| Blok Teks |
Oleh. Fatimah Ummu Kautsar
“Sebelum engkau dikandung, ibu menginginkan engkau ada. Sebelum engkau dilahirkan, ibu telah mengasihimu. Sebelum keluar dari kandungan, ibu pun rela mati untukmu. Inilah keajaiban kasih sayang ibu.” -Maureen Hawkins
Benarlah adanya perkataan dari aktris ini. Betapa ajaibnya kasih sayang ibu kepada buah hatinya. Tetapi bukan tanpa lelah dalam membersamai buah hati tercinta. Banyak jejak perjuangan yang harus dilalui oleh ibunda.
Perjuangan Ibu
Banyak yang menyangka perjuangan ibu saat hamil akan ‘terbebas’ setelah melahirkan. Faktanya, sakitnya badan, remuk redam saat melahirkan masih terasa hingga beberapa bulan ke depan. Nyeri punggung saat hamil, luka bekas melahirkan semuanya masih dirasakan pasca persalinan.
Kehadiran si kecil nan suci yang butuh asupan nutrisi meminta ibu menyusuinya. Bersyukurlah bagi yang lancar saat menyusui. Banyak ibu lainnya yang harus mengalami lecet, berdarah-darah saat menyusui karena banyak hal, salah satunya karena perlekatan yang kurang tepat. Jika tidak diatasi segera, luka ini akan menyebabkan mastitis bagi ibu, demam panas dingin, dan sakit yang hebat pun bisa terjadi. Sehingga wajar jika banyak ibu yang mengalami trauma saat menyusui.
Apakah akhirnya ibu menyerah untuk menyusui anaknya? Tidak. Walau sempat down dan sakit, ibu berusaha bangkit. Ibu membekali dirinya dengan ilmu agar bisa menyusui dengan optimal. Memberikan nutrisi terbaik dari Allah untuk sang buah hati hingga dua tahun umurnya nanti.

| Bahan yang Disediakan |
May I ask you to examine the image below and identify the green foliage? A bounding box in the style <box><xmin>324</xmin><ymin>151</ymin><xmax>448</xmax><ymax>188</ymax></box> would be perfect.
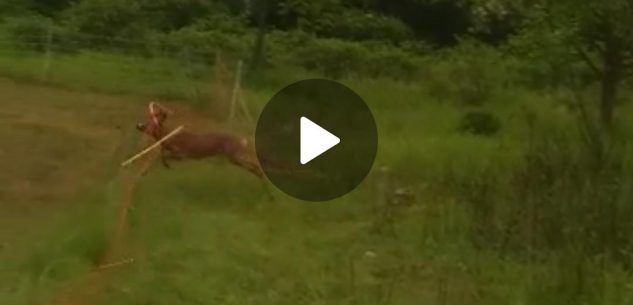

| Tantangan |
- A) Menurut teks tentang perjuangan ibu, apa salah satu penyebab ibu mengalami lecet dan berdarah saat menyusui?
- B) Sebutkan semua akibat yang menurut teks tentang perjuangan ibu dapat terjadi jika luka saat menyusui tidak segera diatasi.
- C) Teruskan teks tentang perjuangan ibu mulai dari kalimat sesudah kalimat terakhirnya.

| Jawaban Latihan |
- A) Perlekatan yang kurang tepat.

- B) Mastitis, demam panas dingin, dan sakit yang hebat.

- C)
Bekali Diri dengan Ilmu
Untuk mendapatkan perlekatan yang benar, ibu butuh ilmu. Dengan ilmu ini ibu bisa membimbing buah hatinya untuk menyusui dengan benar, yakni menyusui dari areola. Posisi tubuhnya pun perlu diperhatikan. Itu baru ilmu dalam menyusui. Untuk menyapih, toilet training, melakukan stimulasi tumbuh kembang, mengajari calistung hingga ia tumbuh menjadi aqil baligh, semuanya butuh akan ilmu. Maka, ibu jadilah ibu pembelajar. Yang terus belajar dan belajar. Tak lupa mempraktikkan hasil belajarnya. Mengevaluasi kembali yang sudah dipraktikkan. Merevisi yang kiranya kurang cocok diaplikasikan. Semuanya adalah perjuangan ibu dalam membersamai buah hati. Dan semuanya butuh ilmu sebagai bekal diri.
Menjaga Keikhlasan
Bukannya lelah tak menghampiri. Lelah pasti datang, mulai dari pasca persalinan ketika bayi mengalami masa percepatan pertumbuhan (growth spurt). Bayi terus menerus menyusu tanpa henti hingga membuat ibu tak bisa melakukan aktivitas lainnya. Alhasil, tidur pun jadi sulit.
Saat menyapih, tangisan, rengekan hingga jeritan buah hati bisa saja terjadi berhari-hari. Tapi ibu dituntut untuk tetap tenang dan tegas membersamai. Hingga akhirnya buah hati pun berhasil disapih. Belum lagi episode GTM (Gerakan Tutup Mulut) , toilet training, mendampingi saat sakitnya juga episode-episode kehidupan lainnya hingga anak baligh. Semuanya bisa melahirkan kelelahan fisik bahkan mental bagi ibunda. Tentu Allah takkan membiarkan amal salih berlalu begitu saja tanpa balasan.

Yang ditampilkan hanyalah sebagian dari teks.